▸ PASSAGE
↓↓↓

||This article needs additional citations for verification. (March 2007)|
|Part of the Eastern Front (World War II)|
Polish People's Army
Russian Liberation Army
|Commanders and leaders|
| Ferdinand Schörner
|| Ivan Konev
|Army Group Center:
Army Group Ostmark:
|Casualties and losses|
|Some 860,000 taken prisoner; remainder killed, missing in action, or fled||Soviet: 49,348
The Prague Offensive (Russian: Пражская стратегическая наступательная операция "Prague Strategic Offensive") was the last major Soviet operation of World War II in Europe. The offensive, and the battle for Prague, was fought on the Eastern Front from 6 May to 11 May 1945. This battle for the city is particularly noteworthy in that it ended after the Third Reich capitulated on 8 May 1945. This battle is also noteworthy in that it was fought concurrently with the Prague Uprising.

↑↑↑

▸ WORK TO DO
a – According to the passage on the Prague Offensive, over what dates was the offensive fought?
b – Gather every line of the listing that contains the string "deer", treating case as significant.
The listing that follows is unrelated to the passage on the Prague Offensive.

▸ DATA FOR PROCESSING
↓↓↓

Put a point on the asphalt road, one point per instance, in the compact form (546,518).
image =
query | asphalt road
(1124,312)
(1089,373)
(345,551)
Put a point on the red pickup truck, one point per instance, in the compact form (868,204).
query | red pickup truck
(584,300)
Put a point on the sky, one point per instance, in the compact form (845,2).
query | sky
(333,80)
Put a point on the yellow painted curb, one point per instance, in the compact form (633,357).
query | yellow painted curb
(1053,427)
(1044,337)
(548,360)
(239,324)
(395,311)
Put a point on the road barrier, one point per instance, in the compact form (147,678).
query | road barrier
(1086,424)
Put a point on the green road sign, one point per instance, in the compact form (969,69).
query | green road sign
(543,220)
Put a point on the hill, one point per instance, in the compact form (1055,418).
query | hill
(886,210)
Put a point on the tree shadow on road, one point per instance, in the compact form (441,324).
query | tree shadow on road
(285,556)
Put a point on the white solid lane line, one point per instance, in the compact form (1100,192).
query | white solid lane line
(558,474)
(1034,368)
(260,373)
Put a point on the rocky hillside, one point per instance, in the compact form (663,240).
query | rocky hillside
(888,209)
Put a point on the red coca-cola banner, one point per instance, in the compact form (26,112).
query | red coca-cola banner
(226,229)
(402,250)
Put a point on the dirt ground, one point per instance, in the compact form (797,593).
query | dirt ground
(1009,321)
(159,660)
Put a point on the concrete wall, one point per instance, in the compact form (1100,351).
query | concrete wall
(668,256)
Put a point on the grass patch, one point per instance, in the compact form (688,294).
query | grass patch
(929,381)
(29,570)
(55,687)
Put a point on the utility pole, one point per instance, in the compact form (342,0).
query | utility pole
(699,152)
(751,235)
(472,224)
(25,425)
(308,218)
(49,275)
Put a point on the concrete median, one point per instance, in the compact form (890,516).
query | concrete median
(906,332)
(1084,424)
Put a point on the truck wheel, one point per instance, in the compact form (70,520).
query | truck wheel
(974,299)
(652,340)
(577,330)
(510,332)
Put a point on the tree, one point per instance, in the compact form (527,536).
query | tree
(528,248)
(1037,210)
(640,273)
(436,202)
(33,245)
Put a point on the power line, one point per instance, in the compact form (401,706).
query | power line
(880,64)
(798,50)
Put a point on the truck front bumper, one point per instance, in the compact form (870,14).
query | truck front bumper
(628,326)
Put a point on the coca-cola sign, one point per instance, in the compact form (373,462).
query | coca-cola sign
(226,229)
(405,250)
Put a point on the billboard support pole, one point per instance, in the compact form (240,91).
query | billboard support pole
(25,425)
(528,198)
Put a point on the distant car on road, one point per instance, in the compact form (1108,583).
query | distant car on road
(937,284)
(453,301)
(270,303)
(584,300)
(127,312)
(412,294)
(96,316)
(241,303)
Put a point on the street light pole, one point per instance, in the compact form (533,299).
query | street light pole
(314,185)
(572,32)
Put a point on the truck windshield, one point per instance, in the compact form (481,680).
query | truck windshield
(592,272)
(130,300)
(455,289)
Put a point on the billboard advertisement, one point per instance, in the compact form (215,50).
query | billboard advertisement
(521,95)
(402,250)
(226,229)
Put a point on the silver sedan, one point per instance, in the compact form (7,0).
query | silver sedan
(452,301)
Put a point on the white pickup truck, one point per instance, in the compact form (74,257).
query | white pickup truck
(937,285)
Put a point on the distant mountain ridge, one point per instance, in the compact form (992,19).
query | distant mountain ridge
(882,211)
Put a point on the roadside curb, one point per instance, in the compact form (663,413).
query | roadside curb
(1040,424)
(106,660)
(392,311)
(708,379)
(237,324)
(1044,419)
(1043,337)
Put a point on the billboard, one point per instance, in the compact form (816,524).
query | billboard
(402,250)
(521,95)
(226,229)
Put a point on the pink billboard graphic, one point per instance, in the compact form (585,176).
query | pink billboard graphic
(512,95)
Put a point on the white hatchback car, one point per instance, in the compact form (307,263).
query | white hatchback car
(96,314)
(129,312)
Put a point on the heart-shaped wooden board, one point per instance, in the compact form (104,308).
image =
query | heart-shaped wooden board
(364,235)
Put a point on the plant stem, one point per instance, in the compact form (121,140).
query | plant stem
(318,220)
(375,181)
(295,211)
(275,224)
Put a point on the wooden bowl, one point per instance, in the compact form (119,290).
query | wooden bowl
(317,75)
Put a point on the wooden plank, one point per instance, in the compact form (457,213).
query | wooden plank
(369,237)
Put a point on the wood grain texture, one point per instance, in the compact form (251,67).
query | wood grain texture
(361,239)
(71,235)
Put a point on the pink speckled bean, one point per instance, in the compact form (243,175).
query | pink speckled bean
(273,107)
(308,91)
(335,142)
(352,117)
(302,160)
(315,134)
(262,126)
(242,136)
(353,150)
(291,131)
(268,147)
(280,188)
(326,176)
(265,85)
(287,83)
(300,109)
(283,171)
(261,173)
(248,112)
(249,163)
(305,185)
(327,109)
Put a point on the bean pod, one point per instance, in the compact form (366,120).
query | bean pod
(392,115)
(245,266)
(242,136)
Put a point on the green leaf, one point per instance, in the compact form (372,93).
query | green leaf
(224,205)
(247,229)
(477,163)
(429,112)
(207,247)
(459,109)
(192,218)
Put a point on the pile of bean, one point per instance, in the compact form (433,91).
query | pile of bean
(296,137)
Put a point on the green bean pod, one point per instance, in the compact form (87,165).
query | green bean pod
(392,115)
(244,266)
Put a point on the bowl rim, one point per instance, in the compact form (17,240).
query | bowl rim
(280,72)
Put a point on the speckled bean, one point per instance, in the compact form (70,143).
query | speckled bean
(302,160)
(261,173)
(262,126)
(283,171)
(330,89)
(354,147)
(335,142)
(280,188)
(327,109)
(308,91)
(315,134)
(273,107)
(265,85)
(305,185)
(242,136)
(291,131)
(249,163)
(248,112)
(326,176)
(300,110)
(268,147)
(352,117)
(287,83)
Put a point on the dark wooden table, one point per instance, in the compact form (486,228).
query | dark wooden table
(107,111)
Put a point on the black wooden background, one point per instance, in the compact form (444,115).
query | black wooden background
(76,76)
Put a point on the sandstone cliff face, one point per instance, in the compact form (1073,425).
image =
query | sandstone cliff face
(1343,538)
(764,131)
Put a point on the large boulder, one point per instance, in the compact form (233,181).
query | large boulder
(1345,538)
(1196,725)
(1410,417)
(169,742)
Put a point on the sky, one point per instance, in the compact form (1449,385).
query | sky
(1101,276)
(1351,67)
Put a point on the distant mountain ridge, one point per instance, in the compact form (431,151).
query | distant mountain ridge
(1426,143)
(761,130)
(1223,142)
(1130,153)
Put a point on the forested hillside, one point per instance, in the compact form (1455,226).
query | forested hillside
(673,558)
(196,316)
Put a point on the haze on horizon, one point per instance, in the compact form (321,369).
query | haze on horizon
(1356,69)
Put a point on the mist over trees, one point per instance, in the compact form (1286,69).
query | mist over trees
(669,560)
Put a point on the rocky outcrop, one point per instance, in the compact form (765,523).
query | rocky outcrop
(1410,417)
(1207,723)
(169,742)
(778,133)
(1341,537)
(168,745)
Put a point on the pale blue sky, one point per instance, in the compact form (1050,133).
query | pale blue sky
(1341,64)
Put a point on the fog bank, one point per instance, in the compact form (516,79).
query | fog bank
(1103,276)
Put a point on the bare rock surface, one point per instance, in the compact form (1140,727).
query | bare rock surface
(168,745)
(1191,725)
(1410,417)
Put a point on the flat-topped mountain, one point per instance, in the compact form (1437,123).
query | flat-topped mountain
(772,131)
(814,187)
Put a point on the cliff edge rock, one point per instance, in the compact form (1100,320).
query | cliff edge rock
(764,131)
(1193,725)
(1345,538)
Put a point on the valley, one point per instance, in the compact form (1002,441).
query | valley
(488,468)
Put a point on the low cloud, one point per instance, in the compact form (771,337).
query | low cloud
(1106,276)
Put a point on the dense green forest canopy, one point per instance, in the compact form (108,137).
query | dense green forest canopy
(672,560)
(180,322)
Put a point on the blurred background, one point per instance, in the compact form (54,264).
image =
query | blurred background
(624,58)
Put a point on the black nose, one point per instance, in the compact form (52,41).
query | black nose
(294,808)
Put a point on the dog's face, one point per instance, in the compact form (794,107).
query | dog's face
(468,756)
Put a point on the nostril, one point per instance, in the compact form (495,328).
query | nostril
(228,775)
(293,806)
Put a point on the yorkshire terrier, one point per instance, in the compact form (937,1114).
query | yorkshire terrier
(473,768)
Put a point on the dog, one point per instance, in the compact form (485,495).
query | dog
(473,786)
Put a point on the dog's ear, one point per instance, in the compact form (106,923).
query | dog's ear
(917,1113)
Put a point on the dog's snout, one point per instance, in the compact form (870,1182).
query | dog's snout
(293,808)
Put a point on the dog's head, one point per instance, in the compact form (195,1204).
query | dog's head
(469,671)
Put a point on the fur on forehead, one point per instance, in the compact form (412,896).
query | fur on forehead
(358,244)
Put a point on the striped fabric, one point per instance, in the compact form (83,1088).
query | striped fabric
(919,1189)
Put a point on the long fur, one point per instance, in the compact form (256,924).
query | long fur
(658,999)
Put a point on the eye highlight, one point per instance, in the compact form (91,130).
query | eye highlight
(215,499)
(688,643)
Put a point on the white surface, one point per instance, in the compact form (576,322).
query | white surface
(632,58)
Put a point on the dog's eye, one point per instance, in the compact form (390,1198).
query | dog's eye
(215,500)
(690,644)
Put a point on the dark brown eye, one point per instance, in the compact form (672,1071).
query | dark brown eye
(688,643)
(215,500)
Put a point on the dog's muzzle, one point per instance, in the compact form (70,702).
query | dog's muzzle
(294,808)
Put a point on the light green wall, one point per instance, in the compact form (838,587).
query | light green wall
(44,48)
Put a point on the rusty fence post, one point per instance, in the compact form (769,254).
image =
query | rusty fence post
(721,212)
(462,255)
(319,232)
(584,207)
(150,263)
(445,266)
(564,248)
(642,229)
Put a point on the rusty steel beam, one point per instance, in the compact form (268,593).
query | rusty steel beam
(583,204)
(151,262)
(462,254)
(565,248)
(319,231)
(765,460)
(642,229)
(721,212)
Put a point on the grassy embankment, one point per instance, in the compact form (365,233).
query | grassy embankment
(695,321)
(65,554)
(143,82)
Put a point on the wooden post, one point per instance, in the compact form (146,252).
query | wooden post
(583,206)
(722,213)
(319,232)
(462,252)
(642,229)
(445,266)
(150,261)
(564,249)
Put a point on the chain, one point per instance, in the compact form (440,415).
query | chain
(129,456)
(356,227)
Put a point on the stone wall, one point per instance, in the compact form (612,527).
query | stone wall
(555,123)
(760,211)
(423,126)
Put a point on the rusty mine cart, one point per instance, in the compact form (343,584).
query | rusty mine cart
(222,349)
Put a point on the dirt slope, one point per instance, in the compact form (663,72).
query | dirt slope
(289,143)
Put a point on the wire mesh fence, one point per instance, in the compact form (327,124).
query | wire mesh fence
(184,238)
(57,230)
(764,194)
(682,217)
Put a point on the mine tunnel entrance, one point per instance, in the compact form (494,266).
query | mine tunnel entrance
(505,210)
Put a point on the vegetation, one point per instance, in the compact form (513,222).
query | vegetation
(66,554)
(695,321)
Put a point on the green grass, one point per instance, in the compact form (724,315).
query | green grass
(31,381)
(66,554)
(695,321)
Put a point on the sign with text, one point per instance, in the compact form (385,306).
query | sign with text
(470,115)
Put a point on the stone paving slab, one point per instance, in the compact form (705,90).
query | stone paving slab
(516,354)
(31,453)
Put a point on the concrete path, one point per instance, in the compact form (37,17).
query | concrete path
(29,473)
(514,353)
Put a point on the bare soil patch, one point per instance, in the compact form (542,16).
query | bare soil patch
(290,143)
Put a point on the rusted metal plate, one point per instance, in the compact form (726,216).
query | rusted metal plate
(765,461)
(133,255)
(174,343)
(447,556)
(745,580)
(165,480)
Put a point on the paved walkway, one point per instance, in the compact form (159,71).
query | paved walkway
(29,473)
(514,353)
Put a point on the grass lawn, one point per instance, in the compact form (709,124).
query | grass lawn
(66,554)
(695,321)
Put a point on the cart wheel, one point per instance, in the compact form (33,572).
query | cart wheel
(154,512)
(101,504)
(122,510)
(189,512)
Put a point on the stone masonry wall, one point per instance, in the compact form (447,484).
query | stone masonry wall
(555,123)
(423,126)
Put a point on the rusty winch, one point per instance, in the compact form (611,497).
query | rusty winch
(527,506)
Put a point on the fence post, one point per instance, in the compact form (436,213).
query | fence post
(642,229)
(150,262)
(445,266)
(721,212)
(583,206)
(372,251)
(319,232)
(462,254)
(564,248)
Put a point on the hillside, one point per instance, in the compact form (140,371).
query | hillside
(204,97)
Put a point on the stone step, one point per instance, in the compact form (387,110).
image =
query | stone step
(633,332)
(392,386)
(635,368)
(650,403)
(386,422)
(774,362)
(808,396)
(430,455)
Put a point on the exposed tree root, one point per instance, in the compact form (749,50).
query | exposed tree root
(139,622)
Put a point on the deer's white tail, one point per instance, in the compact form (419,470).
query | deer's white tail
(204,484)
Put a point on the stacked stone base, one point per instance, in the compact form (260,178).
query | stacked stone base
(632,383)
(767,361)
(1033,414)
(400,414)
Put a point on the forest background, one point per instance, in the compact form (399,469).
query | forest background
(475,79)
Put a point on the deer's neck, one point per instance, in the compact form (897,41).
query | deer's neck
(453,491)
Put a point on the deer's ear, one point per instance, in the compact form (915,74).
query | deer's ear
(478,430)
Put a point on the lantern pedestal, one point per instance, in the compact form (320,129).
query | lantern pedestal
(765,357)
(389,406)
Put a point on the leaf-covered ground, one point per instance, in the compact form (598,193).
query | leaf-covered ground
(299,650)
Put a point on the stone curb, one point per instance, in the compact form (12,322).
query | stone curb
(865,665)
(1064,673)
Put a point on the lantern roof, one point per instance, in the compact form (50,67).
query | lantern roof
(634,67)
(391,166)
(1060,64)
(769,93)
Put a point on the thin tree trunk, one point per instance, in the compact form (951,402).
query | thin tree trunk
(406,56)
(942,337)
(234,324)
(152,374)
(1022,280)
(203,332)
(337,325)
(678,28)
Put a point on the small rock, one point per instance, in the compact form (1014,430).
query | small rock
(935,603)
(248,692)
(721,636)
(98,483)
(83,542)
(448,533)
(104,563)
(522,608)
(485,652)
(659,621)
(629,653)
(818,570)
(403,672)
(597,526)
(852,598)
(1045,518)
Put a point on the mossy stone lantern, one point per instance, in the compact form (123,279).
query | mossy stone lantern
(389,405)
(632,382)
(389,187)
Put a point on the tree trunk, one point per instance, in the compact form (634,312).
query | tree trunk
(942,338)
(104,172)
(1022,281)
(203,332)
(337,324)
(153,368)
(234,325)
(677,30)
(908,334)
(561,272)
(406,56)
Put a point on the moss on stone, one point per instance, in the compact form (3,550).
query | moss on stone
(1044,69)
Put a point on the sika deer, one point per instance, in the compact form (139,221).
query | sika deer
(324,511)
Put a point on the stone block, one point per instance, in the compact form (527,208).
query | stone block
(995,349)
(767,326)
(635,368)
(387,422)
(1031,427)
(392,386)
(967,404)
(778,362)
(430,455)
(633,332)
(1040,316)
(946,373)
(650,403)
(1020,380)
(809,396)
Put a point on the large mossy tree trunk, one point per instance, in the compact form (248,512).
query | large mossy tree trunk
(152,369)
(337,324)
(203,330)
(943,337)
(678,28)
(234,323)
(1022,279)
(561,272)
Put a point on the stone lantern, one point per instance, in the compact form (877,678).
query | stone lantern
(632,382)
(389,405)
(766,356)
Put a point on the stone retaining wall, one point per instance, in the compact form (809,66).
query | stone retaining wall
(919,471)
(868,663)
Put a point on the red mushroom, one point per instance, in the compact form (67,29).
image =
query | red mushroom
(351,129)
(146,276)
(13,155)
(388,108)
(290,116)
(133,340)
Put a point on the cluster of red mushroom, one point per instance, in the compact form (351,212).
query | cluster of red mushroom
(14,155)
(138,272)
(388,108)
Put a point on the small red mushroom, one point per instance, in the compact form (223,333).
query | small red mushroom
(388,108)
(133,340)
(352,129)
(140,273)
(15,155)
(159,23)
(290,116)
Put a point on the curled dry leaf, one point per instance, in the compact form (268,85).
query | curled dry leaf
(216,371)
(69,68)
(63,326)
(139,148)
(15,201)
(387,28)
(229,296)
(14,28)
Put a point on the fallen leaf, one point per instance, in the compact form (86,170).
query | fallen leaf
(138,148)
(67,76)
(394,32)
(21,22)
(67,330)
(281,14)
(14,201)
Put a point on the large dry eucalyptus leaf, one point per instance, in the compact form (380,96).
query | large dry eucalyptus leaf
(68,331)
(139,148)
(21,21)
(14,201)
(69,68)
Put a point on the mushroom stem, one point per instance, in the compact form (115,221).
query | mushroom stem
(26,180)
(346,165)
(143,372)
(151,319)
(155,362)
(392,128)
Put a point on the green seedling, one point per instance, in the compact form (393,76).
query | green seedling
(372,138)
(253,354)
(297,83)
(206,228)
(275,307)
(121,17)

↑↑↑

▸ ANSWERS TO THE EXERCISES
a – From 6 May to 11 May 1945.

b –
Put a point on the deer's white tail, one point per instance, in the compact form (419,470).
query | deer's white tail
Put a point on the deer's neck, one point per instance, in the compact form (897,41).
query | deer's neck
Put a point on the deer's ear, one point per instance, in the compact form (915,74).
query | deer's ear
Put a point on the sika deer, one point per instance, in the compact form (139,221).
query | sika deer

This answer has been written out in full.